_Items:_
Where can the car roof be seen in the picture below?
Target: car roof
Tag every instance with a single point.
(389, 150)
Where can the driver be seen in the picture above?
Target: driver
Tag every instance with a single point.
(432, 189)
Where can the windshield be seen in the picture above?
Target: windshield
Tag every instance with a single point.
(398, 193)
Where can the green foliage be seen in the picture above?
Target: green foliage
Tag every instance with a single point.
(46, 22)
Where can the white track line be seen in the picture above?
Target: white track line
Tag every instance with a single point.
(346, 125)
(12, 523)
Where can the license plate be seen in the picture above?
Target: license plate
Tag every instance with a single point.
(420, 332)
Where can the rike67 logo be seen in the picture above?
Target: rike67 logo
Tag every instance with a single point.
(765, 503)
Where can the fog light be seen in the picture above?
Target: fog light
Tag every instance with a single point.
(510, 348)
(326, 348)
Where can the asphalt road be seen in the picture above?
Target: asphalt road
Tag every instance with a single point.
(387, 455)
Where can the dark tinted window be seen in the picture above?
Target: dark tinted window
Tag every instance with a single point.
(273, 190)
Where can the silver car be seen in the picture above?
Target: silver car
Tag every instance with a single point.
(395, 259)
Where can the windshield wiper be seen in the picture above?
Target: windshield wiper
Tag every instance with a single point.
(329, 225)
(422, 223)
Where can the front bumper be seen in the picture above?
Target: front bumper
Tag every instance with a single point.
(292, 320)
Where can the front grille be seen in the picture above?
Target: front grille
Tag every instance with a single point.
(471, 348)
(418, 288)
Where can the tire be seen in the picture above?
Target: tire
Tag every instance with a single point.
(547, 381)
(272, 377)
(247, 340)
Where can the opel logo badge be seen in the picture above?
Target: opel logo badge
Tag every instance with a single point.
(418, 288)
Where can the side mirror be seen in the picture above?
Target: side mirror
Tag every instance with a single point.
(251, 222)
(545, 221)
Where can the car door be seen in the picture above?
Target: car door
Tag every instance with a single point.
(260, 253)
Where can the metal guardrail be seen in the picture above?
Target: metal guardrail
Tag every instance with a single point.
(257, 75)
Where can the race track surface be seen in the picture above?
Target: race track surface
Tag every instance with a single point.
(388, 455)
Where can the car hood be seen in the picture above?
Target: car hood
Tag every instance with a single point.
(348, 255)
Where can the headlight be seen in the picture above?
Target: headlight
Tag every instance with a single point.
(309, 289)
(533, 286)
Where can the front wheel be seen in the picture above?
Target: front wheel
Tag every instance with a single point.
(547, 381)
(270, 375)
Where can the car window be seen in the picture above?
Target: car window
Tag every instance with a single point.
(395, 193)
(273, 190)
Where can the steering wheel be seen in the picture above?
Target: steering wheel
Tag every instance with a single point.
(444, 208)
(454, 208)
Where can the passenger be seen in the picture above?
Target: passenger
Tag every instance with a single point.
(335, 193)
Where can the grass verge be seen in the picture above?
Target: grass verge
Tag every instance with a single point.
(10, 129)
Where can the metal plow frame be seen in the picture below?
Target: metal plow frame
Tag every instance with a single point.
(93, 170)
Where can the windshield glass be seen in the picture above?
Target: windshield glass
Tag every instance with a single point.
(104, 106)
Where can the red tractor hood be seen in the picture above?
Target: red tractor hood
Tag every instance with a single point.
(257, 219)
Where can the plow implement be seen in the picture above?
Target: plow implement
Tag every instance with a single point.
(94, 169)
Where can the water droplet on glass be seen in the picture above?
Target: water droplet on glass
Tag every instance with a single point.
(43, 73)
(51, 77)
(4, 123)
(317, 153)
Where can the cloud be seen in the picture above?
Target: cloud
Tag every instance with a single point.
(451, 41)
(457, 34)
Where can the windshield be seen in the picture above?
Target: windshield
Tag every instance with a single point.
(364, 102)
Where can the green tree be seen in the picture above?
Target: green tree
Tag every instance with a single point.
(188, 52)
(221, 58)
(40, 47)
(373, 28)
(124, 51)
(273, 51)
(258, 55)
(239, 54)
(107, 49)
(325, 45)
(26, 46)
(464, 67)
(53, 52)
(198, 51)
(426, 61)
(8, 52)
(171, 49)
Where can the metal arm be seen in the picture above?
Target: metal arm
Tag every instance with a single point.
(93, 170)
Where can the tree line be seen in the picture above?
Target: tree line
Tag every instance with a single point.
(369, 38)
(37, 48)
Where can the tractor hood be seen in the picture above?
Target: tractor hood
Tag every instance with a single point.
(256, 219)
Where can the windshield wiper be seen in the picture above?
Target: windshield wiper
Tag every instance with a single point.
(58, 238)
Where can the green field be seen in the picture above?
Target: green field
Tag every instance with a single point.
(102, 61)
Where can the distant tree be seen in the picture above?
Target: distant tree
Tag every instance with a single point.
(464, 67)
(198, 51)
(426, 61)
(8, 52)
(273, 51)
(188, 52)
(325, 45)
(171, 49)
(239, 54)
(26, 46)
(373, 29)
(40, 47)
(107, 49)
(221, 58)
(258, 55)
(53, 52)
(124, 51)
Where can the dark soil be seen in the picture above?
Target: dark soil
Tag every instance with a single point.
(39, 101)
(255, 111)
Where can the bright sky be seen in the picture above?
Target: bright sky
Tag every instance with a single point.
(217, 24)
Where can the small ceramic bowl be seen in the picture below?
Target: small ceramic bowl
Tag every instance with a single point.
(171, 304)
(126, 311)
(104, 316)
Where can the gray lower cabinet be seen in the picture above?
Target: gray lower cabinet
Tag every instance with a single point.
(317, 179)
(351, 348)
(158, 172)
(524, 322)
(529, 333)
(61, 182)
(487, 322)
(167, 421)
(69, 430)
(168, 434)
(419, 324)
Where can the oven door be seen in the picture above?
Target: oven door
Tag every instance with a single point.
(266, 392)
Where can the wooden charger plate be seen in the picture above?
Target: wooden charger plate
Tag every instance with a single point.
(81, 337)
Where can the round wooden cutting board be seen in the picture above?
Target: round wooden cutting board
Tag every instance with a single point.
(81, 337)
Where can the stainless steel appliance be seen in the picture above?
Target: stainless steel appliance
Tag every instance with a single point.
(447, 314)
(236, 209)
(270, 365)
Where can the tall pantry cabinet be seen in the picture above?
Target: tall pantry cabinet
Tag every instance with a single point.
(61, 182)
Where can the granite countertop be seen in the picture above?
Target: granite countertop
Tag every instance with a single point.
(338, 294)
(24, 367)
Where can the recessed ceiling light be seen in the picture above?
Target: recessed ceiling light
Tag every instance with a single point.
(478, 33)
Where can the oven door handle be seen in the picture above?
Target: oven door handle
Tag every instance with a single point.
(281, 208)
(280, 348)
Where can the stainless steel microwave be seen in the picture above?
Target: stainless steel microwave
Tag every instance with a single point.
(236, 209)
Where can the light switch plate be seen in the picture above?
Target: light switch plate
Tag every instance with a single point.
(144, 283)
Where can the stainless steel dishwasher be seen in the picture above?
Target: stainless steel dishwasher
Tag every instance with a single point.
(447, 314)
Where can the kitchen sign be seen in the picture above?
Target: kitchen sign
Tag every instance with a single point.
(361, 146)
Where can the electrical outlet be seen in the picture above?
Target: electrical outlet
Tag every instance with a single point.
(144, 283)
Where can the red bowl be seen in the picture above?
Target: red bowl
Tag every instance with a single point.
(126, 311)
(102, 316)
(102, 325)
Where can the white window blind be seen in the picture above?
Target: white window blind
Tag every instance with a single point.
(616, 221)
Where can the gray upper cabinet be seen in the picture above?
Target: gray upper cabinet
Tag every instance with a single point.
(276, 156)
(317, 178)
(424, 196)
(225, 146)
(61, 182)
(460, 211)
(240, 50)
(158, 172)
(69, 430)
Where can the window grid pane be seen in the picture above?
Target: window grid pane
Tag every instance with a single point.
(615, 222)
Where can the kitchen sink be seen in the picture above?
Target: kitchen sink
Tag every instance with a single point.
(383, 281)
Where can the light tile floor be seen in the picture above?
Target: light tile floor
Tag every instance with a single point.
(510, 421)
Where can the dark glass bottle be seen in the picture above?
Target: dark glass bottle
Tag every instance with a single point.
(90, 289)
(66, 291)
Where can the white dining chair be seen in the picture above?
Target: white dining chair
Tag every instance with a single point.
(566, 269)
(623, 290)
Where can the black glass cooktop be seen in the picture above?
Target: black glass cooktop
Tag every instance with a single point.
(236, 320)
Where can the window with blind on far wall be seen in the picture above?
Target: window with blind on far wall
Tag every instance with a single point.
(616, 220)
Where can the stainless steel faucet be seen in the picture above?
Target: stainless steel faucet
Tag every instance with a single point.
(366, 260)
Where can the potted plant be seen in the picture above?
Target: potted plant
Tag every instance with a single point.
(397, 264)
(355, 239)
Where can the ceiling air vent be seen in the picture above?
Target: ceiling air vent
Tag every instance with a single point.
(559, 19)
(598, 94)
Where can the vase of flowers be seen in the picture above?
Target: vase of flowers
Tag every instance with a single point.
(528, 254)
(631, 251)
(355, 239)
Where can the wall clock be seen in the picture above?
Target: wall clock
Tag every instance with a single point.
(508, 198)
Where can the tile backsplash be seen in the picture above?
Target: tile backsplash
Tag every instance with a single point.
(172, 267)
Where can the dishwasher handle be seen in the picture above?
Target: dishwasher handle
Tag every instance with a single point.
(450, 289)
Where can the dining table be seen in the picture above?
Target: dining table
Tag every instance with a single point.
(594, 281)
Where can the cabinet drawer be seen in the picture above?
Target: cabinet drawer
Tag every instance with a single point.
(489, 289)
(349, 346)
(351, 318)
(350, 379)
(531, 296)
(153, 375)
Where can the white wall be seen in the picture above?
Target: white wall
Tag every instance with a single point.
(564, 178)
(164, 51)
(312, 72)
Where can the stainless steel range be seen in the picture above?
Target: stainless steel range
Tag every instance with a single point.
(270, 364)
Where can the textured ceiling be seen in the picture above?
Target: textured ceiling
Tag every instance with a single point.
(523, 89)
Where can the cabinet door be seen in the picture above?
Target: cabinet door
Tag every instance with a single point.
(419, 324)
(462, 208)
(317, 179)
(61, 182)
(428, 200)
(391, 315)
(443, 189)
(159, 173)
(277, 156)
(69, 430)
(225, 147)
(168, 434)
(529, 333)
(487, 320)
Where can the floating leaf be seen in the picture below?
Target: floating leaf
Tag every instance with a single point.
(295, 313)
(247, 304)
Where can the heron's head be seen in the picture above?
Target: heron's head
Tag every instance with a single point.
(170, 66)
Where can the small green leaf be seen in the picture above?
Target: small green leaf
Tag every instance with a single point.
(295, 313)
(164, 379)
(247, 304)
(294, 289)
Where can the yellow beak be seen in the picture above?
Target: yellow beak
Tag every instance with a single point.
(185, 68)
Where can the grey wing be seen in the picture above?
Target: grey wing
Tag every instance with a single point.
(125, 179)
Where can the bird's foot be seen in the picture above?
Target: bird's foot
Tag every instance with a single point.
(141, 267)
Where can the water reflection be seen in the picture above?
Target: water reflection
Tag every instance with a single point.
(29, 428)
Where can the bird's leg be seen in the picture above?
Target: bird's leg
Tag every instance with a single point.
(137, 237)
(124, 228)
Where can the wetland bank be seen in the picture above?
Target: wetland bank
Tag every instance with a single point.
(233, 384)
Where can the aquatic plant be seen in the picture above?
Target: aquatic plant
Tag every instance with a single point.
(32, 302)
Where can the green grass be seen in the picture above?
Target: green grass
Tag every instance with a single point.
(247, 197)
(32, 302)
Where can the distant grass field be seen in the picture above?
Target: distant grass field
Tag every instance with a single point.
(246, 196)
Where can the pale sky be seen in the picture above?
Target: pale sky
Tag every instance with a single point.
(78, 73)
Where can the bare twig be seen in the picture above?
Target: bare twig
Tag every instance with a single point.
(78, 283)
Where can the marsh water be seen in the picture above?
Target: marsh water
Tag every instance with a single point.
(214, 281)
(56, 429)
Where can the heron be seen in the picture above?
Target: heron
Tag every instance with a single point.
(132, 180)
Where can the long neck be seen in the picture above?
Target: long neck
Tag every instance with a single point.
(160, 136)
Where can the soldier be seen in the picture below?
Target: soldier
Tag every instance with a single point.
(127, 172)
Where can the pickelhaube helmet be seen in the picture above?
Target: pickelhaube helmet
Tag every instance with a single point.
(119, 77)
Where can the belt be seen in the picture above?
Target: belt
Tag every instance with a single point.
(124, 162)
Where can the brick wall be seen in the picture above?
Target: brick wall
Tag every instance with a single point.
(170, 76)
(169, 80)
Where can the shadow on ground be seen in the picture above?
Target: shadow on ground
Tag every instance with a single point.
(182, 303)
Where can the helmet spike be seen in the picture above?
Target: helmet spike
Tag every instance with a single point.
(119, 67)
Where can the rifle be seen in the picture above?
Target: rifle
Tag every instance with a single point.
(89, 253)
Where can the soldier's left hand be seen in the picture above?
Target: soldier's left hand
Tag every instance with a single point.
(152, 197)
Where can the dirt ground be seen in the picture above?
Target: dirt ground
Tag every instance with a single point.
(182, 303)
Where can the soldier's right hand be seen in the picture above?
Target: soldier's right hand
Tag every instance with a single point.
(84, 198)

_Work to be completed:_
In the listing above, find the line containing "Where can the shadow", then reproduce it and each line after it through the end, exactly and with nothing added.

_Solution to this task:_
Where can the shadow on ground be seen in the picture above?
Target: shadow on ground
Tag every instance with a single point.
(182, 303)
Where can the helmet spike be seen in the picture above?
Target: helmet spike
Tag every instance with a single point.
(119, 67)
Where can the rifle be seen in the picture above?
Target: rifle
Tag every instance with a single point.
(89, 253)
Where can the soldier's left hand be seen in the picture above?
Target: soldier's left hand
Tag every instance with a single point.
(152, 197)
Where can the dirt ground be seen in the picture above?
Target: dirt ground
Tag every instance with a single point.
(182, 303)
Where can the soldier's right hand be seen in the picture above?
Target: soldier's right hand
Tag every instance with a single point.
(84, 198)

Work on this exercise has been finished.